Lourdes, colega de trabalho, voltou de férias da Europa, viagem dividida em quinze meses. Mostrou-me um aparelhinho de última geração comprado numa loja em Londres. Ao contrário da dona da bolsa de couro gigante com flores gigantes, ela nada ostenta em excesso. É professora pública, tipo classe média baixa. O aparelhinho é um e-book. Pedi para ver alguns livros que havia baixado. Todos de Paulo Coelho e algumas biografias de celebridades do mundo dos espíritos e da autoajuda. Compreendi então o sentido da bolsa gigante. Era o mesmo sentido dado àquele minúsculo aparelho eletrônico: ambos significavam a posse da “leveza da pluma”.
Aqueles dois símbolos contemporâneos, a bolsa gigante de couro com suas flores gigantes e o minúsculo e-book, representavam tão somente velhas criações travestidas de novo que se acredita pós alguma coisa que se acha vanguarda. As duas situações faziam parte da propalada democracia dos bens sociais, da informação, do conhecimento, das artes e da imagem. No entanto, havia nesse meio, escondida, elitizada e exclusiva de uns poucos, uma terceira forma de percepção, de criação, de uso e assimilação.

REQUISITOS DA TAREFA –
**a)** Responda, com base no texto sobre a bolsa gigante e o e-book:
(i) Em quantos meses foi dividida a viagem de Lourdes à Europa?
(ii) Onde Lourdes comprou o aparelhinho?
(iii) Segundo o texto, como era a terceira forma de percepção que havia escondida nesse meio?
**b)** Escreva a continuação do texto sobre a bolsa gigante e o e-book, começando logo após a última frase apresentada.

DADOS FORNECIDOS –

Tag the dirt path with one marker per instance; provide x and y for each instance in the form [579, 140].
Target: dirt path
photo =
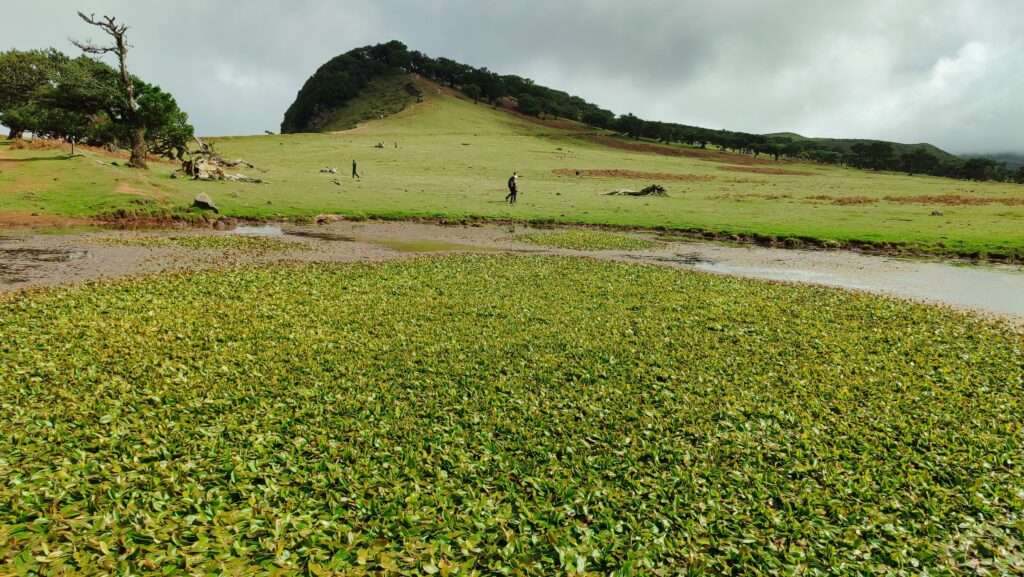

RESULTADOS DO EXERCÍCIO –
**a)**
(i) Em quinze meses.
(ii) Numa loja em Londres.
(iii) Era escondida, elitizada e exclusiva de uns poucos.

**b)**
Aqui, como em todos os tempos, apesar do esforço da militância socialista na defesa da igualdade entre os homens, devemos lembrar da hierarquia, da exclusão, da seleção, do filtro no mundo da informação, do conhecimento e das artes. A terceira forma é aquela que tem conhecimento do que é mito e do que é real. Uma minoria que conhece o substrato do poder e por isso usa critérios a respeito de como usar os meios de informação, sabe diferenciar conhecimento de informação, autenticidade de mistificação. Enxerga além das inovações tecnológicas, as quais são realmente neutras, não uma revolução humana, uma nova cultura, mas fórmulas surradas, preconceituosas e secularmente usadas para dominar e submeter.

É uma elite, no sentido social do termo, quem decodifica os signos, quem compreende a superficialidade do jogo planejado e executado em nome da maioria. Basta ver o que a Internet divulga em dezenas, centenas de sites. Basta ler os jornais diários, ver televisão e uma grande parcela dos blogs para descobrir que o veículo é uma rede maravilhosa na aproximação real e instantânea com o distante, contudo, a mensagem ainda continua refém da mesma roupagem viciosa e medíocre. Um exemplo desse simulacro com aparência de verdade é a onda de boatos e patrulhamentos sobre uma variedade de assuntos que, se houvesse realmente cultura da informação, os responsáveis pelos meios já teriam minimizado seus efeitos negativos. Mas o que se vê ainda são páginas de sangue e perversões migrando do jornal impresso e da tela da TV para o clic digital. Isto é, mudamos de veículo, entretanto, a mensagem continua a mesma para aqueles não mais carentes financeiramente, mas carentes de simbologia cognitiva.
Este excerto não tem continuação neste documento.